### Challenges
**1)** According to the notes on Hebrew poetry, who is called the Father of Hebrew Poetry?
**2)** Write a continuation of the notes on Hebrew poetry, starting after their final line.

### Text excerpt
Characteristics of Hebrew Poetry
Irregularities in meter and syntax.
Uses lines as basic units of building blocks.

Hebrew Poetry Building Blocks
Monatic – One line
Diatic – Two lines
Tiatic – Three lines
Strophe – made of group of lines, like paragraph, that are range or develop of one idea.

Psalm 46 uses 2 Strophes
Verse 7 and 11 both end with “the God of Jacob is our fortress.”

Parallelism
Structuring of lines in such a way that they exhibit patterns of literary symmetry and balance. Structure creates balance of vocabulary, form and structure of text, and meaning and thoughts or ideas.

What is the distinguishing characteristics in Hebrew Poetry?
Parallelism

Bishop Robert Lowth – Father of Hebrew Poetry
Synonymous Parallelism
Line 1 = line 2 in meaning (not popular)

Antithetic Parallelism
Line 1 is the opposite of line 2 in meaning

Synthetic Parallelism
Line 2 in some way completes line 1

James Kugel explains Hebrew Poetry
Hebrew poetry may be understood as A, what’s more, B. (Synthetic, but ties to Synonymous and Antithetic)

Robert Alter
Held to the same view as Kugel. Intensification of meaning.

Semantic Parallelism
Complete Parallelism
Compensatory Parallelism
Elliptical Parallelism
Chiastic Parallelism
Antithetical Parallelism

Complete Parallelism
Every element in line 1 has a counterpart in line 2.

Example of Complete Parallelism
Psalm 49, verses 1 and 2.
Hear this vs Give ear
All peoples vs All inhabitants of the world
Low and high vs Rich and poor.

Compensatory Parallelism
Number of elements in line 1 is equals the number of elements in line 2, but one element from line 1 is dropped and replaced with something else in line 2.

Example of Compensatory Parallelism
Psalm 24 verse 1.

### Data shown

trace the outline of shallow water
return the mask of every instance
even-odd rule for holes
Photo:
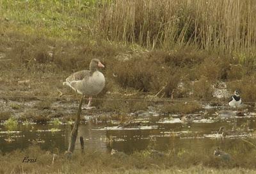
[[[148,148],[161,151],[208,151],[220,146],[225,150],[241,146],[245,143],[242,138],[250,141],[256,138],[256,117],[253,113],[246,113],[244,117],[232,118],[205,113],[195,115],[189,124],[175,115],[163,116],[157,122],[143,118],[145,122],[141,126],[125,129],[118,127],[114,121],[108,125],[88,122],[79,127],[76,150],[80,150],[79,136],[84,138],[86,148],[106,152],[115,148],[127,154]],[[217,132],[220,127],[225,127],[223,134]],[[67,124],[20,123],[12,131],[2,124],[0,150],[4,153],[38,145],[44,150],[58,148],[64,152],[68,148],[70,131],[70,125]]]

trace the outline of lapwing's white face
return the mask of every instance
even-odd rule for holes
--
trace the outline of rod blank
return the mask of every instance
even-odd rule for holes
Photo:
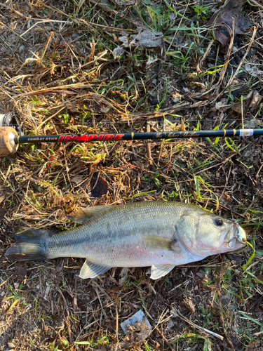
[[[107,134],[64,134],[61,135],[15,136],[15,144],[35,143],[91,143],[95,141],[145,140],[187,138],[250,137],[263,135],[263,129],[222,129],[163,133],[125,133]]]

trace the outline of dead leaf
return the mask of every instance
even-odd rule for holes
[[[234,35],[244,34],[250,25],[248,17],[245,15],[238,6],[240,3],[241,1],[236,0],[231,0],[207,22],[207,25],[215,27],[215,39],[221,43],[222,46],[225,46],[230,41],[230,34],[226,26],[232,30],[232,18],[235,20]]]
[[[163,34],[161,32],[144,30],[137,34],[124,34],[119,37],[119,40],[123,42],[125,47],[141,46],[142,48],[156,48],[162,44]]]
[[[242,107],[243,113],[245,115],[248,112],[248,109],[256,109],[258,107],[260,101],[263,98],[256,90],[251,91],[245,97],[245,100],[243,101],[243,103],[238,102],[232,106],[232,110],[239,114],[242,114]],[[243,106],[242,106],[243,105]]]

### Responses to the exercise
**1)** Bishop Robert Lowth

**2)**
Missing “Lord’s” from line 1 and replaced with “therein” in line 2

Elliptical Parallelism
An element in line 1 is dropped out but nothing added to line 2.

Example of Elliptical Parallelism
Psalm 25:4 – “Lord” is dropped out from line 1.

Chiastic Parallelism
First element of line 1 corresponds to the last element of line 2.

Line 1: A – B – C & Line 2: C – B – A
Line 1: A – B – C & Line 2: B – A

Example of Chiastic Parallelism
Psalm 51 – ABBA Parallelism

A – For I know
B – My Transgression
B – My Sin
A – Ever before me

Middle element is the center of the meaning.

Sin (transgression) is the central point of this verse

Antithetical Parallelism
Line 2 is opposite to line 1

Example of Antithetical Parallelism
Psalm 90 verse 6 – Flourishes and Withers

Logical Parallelism
Narrative Verse Parallelism
Cause and effect Parallelism
Purpose Verse Parallelism
Question and answer Parallelism
Comparative Verse Parallelism
Qualifying Verse Parallelism

Narrative Verse Parallelism
Line 2 builds on the narrative of line 1

Example of Narrative Verse Parallelism
Psalm 37:32 – Line 2 builds on line 1 to show why wicked keeps watch on righteous.

Cause and effect Parallelism
Line 2 will open with the word “because” or “for”

Example of Cause and effect Parallelism
Psalm 37:24

Purpose Verse Parallelism
Line 2 begins with a word “that” or “in order that”

Example of Purpose Verse Parallelism
Psalm 119:11

Question and answer Parallelism
Asks and answers a question

Example of Question and answer Parallelism
Proverbs 27:4, answer is “no one”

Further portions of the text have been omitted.